#### [BRIEF]
Reproduce everything from the start of the rows down to the line containing "[0,60,429,240]", replacing "bounding boxes" with "bounding rectangles" and leaving all else unchanged. Leave the pictures out of your answer.

#### [RECORDS FOR THIS TASK]
================

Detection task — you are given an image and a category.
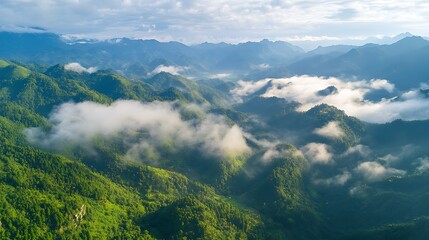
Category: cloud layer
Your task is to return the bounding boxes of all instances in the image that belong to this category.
[301,143,333,164]
[25,101,250,158]
[232,75,429,123]
[151,65,188,75]
[0,0,429,43]
[64,62,97,73]
[313,121,344,139]
[356,162,406,181]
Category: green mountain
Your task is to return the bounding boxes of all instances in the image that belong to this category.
[0,60,429,240]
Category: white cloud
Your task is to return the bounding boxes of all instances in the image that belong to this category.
[151,64,189,75]
[64,62,97,73]
[231,79,271,100]
[0,0,429,43]
[300,143,333,164]
[417,157,429,172]
[313,121,344,138]
[356,162,406,181]
[314,171,352,186]
[231,75,429,123]
[25,101,250,158]
[210,73,231,79]
[341,144,371,157]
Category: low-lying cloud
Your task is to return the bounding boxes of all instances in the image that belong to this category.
[151,64,189,75]
[356,162,406,181]
[314,171,352,186]
[313,121,344,139]
[64,62,97,73]
[25,100,250,161]
[231,75,429,123]
[300,143,333,164]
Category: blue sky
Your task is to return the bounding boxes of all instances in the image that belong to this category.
[0,0,429,43]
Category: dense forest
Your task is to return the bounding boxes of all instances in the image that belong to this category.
[0,56,429,240]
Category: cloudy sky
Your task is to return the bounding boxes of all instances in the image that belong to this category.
[0,0,429,43]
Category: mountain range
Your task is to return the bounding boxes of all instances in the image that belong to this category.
[0,32,429,240]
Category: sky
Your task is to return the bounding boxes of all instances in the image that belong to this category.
[0,0,429,44]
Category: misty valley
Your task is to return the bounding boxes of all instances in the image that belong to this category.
[0,32,429,240]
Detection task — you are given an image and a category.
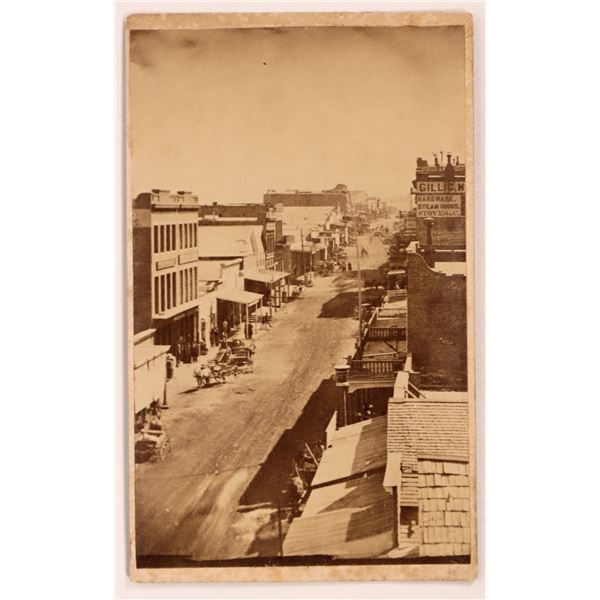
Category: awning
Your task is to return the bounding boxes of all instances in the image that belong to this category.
[312,415,387,487]
[244,269,289,283]
[283,472,395,558]
[217,289,263,306]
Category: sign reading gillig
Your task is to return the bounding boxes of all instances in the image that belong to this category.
[126,13,477,582]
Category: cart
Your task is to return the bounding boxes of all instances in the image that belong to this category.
[135,429,171,462]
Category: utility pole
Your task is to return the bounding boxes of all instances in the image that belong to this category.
[356,228,362,348]
[300,229,308,287]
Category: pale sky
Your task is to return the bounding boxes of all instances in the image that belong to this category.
[130,27,465,203]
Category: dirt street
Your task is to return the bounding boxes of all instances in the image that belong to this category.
[135,236,385,560]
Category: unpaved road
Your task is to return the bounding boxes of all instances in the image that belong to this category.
[135,236,385,560]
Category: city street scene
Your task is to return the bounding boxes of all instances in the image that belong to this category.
[128,15,476,581]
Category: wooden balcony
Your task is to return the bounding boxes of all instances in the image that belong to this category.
[348,356,405,393]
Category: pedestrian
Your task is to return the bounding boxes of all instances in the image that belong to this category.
[175,337,183,366]
[167,352,177,381]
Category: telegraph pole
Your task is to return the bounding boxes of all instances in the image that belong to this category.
[300,229,308,287]
[355,221,362,348]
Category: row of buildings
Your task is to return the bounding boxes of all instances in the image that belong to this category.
[132,185,380,418]
[283,156,474,562]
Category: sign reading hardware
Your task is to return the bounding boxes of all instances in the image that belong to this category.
[415,194,462,217]
[413,181,465,194]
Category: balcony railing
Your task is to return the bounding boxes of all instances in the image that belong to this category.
[377,308,406,319]
[350,358,404,377]
[366,325,406,341]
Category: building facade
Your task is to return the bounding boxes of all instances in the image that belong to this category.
[411,153,466,252]
[198,202,284,270]
[263,183,351,214]
[133,189,198,360]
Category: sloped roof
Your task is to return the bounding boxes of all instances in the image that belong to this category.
[198,260,222,281]
[312,415,387,487]
[283,472,394,558]
[387,398,469,472]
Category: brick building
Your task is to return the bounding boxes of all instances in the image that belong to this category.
[133,189,198,360]
[406,244,467,390]
[198,202,285,270]
[263,183,351,214]
[411,154,466,252]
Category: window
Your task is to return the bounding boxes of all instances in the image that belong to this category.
[171,274,177,306]
[154,276,159,313]
[166,274,171,310]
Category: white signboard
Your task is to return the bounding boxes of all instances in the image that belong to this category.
[413,181,465,194]
[415,194,462,217]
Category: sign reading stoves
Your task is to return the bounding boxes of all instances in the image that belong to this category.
[413,181,465,217]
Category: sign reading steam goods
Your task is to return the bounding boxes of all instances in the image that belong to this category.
[413,181,465,194]
[415,194,462,217]
[412,181,465,217]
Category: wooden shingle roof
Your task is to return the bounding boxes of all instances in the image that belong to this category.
[387,398,469,472]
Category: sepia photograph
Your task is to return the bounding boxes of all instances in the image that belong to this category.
[125,12,477,582]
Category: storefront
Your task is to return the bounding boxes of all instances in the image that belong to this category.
[217,289,263,334]
[133,329,169,414]
[154,306,199,362]
[244,270,290,309]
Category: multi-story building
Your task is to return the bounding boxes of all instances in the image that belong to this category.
[411,154,466,253]
[198,202,284,270]
[133,189,198,360]
[263,183,351,214]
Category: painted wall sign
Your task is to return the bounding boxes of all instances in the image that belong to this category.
[415,194,462,217]
[413,181,465,194]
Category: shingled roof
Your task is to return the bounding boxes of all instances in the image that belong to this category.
[387,395,471,556]
[387,398,469,473]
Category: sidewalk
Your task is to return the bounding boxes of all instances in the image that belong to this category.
[167,298,304,408]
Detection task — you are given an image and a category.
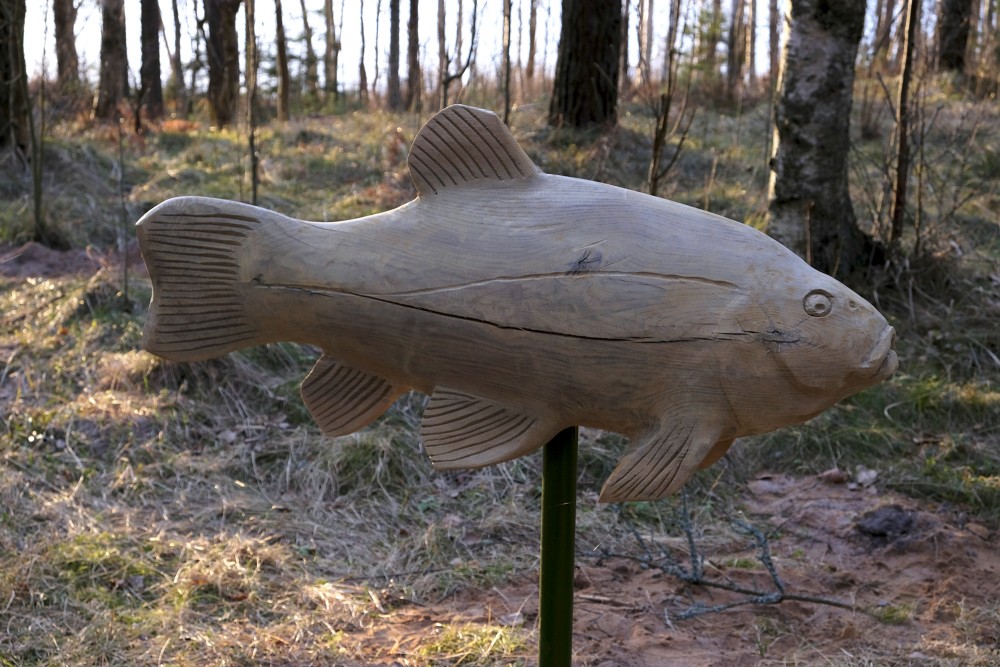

================

#### [FINISHED ANSWER]
Detection task — you are given an image and a category.
Category: cloud layer
Your task is to return the bounding rectangles of all instances in the image that belong to this category.
[301,143,333,164]
[25,101,250,158]
[232,75,429,123]
[151,65,188,75]
[0,0,429,43]
[64,62,97,73]
[313,121,344,139]
[356,162,406,181]
Category: green mountain
Your task is to return the bounding rectangles of all instances in the image that belong to this category.
[0,60,429,240]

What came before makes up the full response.